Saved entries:
______________________________

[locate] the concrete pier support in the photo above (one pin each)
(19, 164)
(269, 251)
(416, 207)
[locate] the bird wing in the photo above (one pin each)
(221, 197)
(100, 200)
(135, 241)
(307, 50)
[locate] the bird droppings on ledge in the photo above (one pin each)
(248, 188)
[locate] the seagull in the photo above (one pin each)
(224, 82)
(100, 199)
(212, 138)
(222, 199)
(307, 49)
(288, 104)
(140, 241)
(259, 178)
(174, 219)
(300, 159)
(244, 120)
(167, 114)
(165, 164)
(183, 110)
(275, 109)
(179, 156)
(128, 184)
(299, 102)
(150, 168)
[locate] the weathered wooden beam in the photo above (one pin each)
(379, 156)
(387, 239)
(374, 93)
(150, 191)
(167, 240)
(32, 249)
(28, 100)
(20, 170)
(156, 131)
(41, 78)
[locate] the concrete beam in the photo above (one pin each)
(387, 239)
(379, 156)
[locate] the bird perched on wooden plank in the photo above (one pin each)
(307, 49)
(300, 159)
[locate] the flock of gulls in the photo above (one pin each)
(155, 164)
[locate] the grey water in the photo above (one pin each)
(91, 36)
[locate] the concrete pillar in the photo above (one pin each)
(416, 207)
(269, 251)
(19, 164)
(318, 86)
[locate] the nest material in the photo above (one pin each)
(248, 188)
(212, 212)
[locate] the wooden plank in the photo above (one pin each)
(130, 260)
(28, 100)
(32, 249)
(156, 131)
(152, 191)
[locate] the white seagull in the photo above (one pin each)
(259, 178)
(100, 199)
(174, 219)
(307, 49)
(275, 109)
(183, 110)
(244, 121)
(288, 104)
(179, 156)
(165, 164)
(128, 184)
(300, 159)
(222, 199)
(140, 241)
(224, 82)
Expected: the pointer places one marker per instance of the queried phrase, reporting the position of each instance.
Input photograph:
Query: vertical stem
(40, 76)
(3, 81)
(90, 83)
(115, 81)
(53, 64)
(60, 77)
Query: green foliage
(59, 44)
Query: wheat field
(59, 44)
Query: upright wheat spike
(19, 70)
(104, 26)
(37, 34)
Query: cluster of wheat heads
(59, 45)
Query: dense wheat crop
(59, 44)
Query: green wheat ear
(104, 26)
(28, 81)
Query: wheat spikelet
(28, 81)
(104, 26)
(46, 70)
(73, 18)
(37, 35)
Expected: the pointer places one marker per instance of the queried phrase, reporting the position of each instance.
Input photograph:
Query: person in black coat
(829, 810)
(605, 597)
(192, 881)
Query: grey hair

______________________________

Work order: From the line containing "Query: green wheat ear" down to the last line of the records above, print every line exactly, with both ends kept.

Solution below:
Query: green wheat ear
(104, 26)
(28, 81)
Query: wheat spikelet
(28, 81)
(104, 26)
(46, 70)
(73, 18)
(37, 35)
Expected: the pointer places one marker per instance of the queried phrase, reporting the position of each instance.
Input photograph:
Query: person in black coat
(829, 810)
(605, 597)
(192, 881)
Query: grey hair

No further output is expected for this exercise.